What is expected =>
Copy out each line of the data that holds the string "jacket".

Collected data entries =>
__________
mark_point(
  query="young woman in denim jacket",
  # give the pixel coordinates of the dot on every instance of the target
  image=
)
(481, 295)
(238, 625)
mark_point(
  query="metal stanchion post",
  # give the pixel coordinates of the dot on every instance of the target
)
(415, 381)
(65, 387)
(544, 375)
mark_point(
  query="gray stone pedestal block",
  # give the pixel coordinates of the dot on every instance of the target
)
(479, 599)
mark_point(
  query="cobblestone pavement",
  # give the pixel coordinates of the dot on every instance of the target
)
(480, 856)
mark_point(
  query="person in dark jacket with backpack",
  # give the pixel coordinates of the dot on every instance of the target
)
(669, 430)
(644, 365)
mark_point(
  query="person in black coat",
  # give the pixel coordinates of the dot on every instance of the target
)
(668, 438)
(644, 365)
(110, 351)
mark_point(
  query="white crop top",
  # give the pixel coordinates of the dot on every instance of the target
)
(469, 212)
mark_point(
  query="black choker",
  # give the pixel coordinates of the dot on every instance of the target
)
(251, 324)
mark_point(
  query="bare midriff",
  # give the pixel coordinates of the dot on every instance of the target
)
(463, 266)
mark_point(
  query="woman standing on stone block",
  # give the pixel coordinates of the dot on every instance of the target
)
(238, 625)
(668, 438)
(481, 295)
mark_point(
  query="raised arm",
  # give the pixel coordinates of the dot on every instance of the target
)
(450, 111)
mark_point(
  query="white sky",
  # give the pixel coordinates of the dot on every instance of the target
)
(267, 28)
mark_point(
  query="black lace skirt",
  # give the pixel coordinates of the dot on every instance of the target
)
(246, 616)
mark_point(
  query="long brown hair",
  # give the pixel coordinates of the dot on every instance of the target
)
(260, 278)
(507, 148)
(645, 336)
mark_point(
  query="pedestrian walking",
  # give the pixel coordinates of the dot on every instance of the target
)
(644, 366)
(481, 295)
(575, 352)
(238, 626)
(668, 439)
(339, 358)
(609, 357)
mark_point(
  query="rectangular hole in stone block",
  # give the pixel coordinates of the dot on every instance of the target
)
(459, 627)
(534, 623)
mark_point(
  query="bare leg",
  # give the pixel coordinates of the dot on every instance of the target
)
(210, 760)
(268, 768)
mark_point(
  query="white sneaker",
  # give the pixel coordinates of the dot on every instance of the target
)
__________
Problem solution =>
  query="young woman in denim jacket",
  query="person in dark jacket with backpack",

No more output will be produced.